### [TASK STATEMENT]
From the listing below, gather every line that contains the word "tail". Case counts.

* * *

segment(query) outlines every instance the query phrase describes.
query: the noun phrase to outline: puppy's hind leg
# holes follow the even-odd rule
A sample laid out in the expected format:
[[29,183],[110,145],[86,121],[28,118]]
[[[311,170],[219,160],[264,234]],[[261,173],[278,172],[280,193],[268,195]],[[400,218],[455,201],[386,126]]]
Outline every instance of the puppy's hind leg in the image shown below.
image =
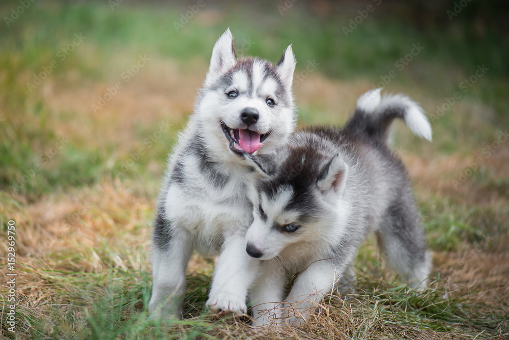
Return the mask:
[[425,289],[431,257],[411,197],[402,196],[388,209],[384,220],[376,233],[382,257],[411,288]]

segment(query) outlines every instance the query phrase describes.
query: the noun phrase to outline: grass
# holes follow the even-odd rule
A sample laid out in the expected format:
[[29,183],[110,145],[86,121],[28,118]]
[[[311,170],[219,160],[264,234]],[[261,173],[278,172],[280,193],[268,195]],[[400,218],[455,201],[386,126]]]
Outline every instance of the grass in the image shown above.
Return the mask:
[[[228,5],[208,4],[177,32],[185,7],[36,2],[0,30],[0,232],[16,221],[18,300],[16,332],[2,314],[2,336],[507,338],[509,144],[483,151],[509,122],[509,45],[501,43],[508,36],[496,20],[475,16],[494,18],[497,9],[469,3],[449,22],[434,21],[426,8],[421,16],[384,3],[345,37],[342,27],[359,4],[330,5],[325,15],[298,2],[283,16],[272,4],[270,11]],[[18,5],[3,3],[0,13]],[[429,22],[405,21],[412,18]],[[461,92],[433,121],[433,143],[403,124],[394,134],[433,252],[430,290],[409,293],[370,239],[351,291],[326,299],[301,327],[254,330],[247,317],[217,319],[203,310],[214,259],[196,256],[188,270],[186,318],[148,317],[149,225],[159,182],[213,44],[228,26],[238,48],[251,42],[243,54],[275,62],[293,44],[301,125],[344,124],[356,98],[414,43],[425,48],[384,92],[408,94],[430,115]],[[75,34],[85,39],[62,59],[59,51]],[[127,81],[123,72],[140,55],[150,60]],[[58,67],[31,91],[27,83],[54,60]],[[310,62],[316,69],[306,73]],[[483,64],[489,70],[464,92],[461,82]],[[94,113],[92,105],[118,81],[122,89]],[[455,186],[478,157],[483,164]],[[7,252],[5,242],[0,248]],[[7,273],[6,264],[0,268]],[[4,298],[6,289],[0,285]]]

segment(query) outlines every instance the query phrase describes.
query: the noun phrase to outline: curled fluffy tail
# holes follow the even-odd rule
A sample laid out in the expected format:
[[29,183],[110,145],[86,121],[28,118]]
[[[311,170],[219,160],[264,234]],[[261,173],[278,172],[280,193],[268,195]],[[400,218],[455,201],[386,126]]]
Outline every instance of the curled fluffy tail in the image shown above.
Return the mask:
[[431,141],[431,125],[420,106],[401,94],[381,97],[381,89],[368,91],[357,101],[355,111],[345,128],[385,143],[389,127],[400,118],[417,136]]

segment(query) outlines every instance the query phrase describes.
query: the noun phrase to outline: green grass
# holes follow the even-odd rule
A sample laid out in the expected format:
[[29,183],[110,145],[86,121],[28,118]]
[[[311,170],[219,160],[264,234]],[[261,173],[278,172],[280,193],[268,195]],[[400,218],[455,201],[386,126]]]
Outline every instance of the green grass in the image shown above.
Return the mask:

* * *

### [TASK SOLUTION]
query: the noun phrase to outline: curled fluffy tail
Outline every instance of the curled fluffy tail in the image shown above.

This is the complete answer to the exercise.